-- start of Materials provided --
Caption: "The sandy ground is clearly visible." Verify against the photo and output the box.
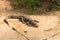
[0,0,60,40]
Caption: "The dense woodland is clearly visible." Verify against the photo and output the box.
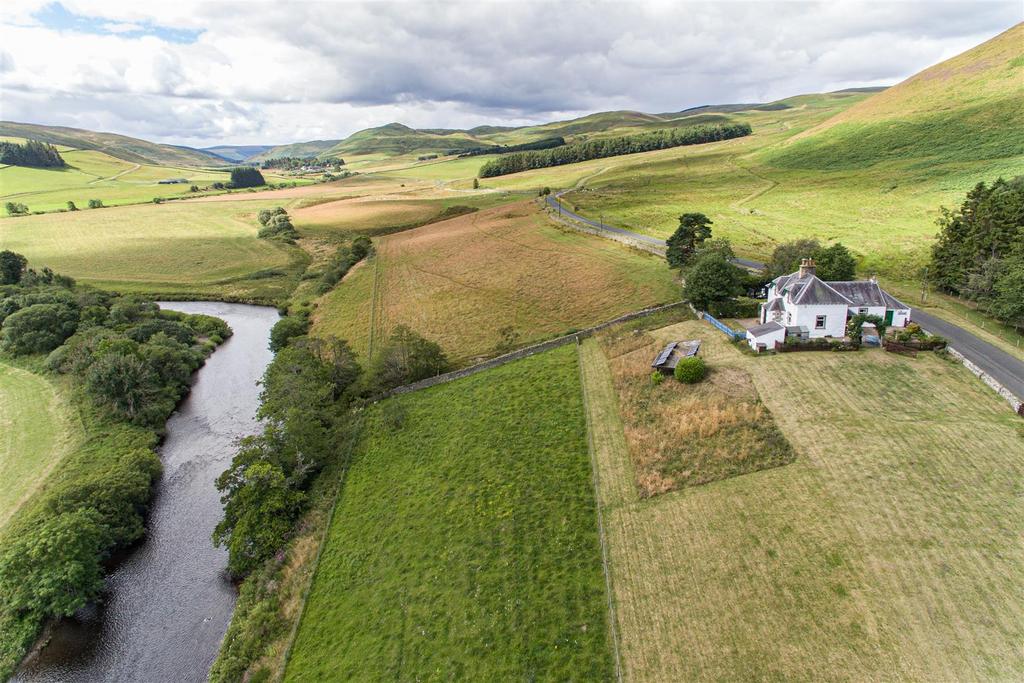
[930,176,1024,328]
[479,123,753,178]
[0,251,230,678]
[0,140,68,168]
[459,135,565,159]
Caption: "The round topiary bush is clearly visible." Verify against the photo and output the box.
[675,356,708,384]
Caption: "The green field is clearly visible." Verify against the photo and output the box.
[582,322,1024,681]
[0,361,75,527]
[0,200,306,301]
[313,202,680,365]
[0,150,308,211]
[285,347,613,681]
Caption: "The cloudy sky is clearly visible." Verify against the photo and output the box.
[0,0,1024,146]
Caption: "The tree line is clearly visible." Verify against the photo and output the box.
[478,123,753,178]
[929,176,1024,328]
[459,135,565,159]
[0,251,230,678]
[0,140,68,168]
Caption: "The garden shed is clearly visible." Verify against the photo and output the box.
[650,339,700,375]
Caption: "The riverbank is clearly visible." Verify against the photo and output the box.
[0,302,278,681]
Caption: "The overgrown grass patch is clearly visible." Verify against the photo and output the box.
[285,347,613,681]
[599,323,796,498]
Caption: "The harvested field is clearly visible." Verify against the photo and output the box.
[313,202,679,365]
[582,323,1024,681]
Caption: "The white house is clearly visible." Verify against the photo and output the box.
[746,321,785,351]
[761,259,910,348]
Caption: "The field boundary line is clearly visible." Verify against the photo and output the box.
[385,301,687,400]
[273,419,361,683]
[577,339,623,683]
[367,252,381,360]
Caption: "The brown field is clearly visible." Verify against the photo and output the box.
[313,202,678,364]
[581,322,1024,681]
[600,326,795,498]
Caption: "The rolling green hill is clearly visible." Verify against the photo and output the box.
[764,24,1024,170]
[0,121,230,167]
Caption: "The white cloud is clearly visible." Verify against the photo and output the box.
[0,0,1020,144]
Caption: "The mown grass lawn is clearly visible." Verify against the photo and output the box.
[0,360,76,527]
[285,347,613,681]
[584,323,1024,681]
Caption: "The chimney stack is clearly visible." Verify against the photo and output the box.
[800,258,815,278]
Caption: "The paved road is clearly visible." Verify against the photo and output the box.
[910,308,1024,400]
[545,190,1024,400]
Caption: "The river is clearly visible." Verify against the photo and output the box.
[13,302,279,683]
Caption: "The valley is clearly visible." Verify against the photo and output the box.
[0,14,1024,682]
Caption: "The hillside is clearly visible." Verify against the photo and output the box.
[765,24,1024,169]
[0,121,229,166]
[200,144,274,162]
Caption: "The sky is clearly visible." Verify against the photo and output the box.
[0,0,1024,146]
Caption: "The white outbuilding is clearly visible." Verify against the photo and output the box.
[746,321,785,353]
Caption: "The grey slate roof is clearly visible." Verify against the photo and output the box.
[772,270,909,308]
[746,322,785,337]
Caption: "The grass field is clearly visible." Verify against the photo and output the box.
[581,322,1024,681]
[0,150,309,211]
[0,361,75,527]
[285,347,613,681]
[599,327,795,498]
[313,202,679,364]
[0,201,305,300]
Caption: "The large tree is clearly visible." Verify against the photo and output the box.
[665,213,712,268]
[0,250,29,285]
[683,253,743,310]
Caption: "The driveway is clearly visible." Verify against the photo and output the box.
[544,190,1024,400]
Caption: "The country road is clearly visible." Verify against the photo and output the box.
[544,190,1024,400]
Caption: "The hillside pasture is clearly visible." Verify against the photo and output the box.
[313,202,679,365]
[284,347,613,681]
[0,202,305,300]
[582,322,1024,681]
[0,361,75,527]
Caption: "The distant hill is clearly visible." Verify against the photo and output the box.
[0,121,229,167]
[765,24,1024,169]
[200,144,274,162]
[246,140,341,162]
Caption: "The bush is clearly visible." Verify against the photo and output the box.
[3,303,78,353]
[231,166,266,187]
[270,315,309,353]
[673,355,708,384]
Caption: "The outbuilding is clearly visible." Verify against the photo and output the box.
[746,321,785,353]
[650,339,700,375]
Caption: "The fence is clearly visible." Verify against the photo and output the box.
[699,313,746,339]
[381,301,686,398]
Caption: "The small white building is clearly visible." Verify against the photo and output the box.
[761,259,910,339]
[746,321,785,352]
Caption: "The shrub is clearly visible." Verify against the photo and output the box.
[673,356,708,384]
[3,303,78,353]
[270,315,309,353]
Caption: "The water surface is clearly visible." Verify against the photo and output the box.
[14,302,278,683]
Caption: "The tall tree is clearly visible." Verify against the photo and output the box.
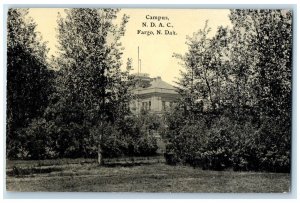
-- end of Materials provided --
What is being asked: Reproduce all of the data above word for word, leaving out the pictures.

Written answer:
Caption: "The sandy ground is clearly visible." Verify against the photo and output the box.
[0,0,60,40]
Caption: "The dense woodland is clearly visible." Verify against the photo and output the box.
[930,176,1024,328]
[479,123,753,178]
[0,251,230,678]
[0,140,68,168]
[459,135,565,159]
Caption: "The round topiary bush is clearly visible." Verify against the photo and output the box.
[675,356,708,384]
Caption: "The green field is clearly visible." Verify against the photo and output the box.
[582,322,1024,681]
[0,361,75,527]
[0,200,306,301]
[313,202,680,365]
[0,150,308,211]
[285,347,613,681]
Caption: "The cloudy sky is clearly visible." Verify against the photo and output the box.
[0,0,1024,146]
Caption: "The tree line is clearly visible." Verify against the photo and output the box.
[478,123,753,178]
[929,176,1024,328]
[459,135,565,159]
[0,251,230,678]
[0,140,68,168]
Caption: "The garden shed is clearly visible." Verify against the photo and output the box.
[650,339,700,375]
Caption: "The riverbank is clearly visible." Verify against the photo and output the box.
[0,302,278,681]
Caption: "The overgrown grass patch is clearly visible." Verify against the photo and output the box.
[285,347,613,681]
[599,323,796,498]
Caption: "The harvested field is clearly visible." Verify against the photo and output the box.
[313,202,679,365]
[582,323,1024,681]
Caption: "The white house is clearly visible." Verify against the photo and output the box.
[746,321,785,351]
[761,259,910,348]
Caption: "The field boundary line is clearly visible." Verify against the photo and output the box.
[385,301,687,400]
[273,419,361,683]
[577,339,623,683]
[367,252,381,360]
Caption: "The brown field is clearly visible." Verify against the photo and output the box.
[313,202,678,364]
[581,322,1024,681]
[600,326,795,498]
Caption: "The rolling green hill is clearly visible." Verify against the photo and output the box.
[764,24,1024,170]
[0,121,230,167]
Caption: "The white cloud is clearly visible." Verify against the photo and output the box.
[0,0,1020,144]
Caption: "The mown grass lawn is clearly visible." Verify against the photo and output the box.
[0,360,76,527]
[285,347,613,681]
[584,323,1024,681]
Caption: "The chimney stack is clearly visible." Verify against the photo and output the box.
[800,258,815,278]
Caption: "The paved road is clearly visible." Verify against the photo and output the box.
[910,308,1024,400]
[545,190,1024,400]
Caption: "The river is clearly visible." Verify against the photo and output the box.
[13,302,279,683]
Caption: "The valley is clearly visible." Verify against the photo and output the box.
[0,14,1024,682]
Caption: "The hillside is clearly visible." Verify against the photo and output the box.
[765,24,1024,169]
[0,121,229,166]
[200,144,274,162]
Caption: "The sky is clearly visible." Verify against the photo and output the box.
[0,0,1024,146]
Caption: "The white outbuilding is clearly visible." Verify against the photo and output the box.
[746,321,785,353]
Caption: "The grey slate roof is clearly visible." Verify against the photo and output the box.
[772,270,909,308]
[746,322,785,337]
Caption: "The grass field is clearly visible." Verify against the photo and output the box.
[581,322,1024,681]
[0,150,309,211]
[0,361,75,527]
[285,347,613,681]
[599,327,795,498]
[313,202,679,364]
[0,201,305,300]
Caption: "The large tree is clearly visible." Verify against the photo and output the box.
[665,213,712,268]
[0,250,29,285]
[683,253,743,310]
Caption: "The driveway is clearly visible." Verify against the photo and output the box.
[544,190,1024,400]
Caption: "The country road is clearly visible." Verify against the photo and output the box.
[544,190,1024,400]
Caption: "The hillside pasture is clearly visible." Verify against the photo and output the box.
[313,202,679,365]
[284,347,613,681]
[0,202,305,300]
[582,322,1024,681]
[0,361,75,527]
Caption: "The distant hill is clearly visible." Verify against the photo and output the box.
[0,121,229,167]
[765,24,1024,169]
[200,144,274,162]
[246,140,341,162]
Caption: "The bush is clearly visible." Verify against the photo and output the box.
[3,303,78,353]
[231,166,266,187]
[270,315,309,353]
[673,355,708,384]
Caption: "The outbuilding is clearly visible." Verify against the photo and output the box.
[746,321,785,353]
[650,339,700,375]
Caption: "The fence is clearly visible." Verify against the photo and output the box.
[699,313,746,339]
[381,301,686,398]
Caption: "The small white building is clearly visible." Verify against the photo and output the box.
[761,259,910,339]
[746,321,785,352]
Caption: "The shrub is clearly visible." Verify against the photo and output the box.
[673,356,708,384]
[3,303,78,353]
[270,315,309,353]
Caption: "The water surface is clearly visible." Verify against the photo and output the box.
[14,302,278,683]
Caption: "The tall tree is clearly visible." Verify against the photo and output the box.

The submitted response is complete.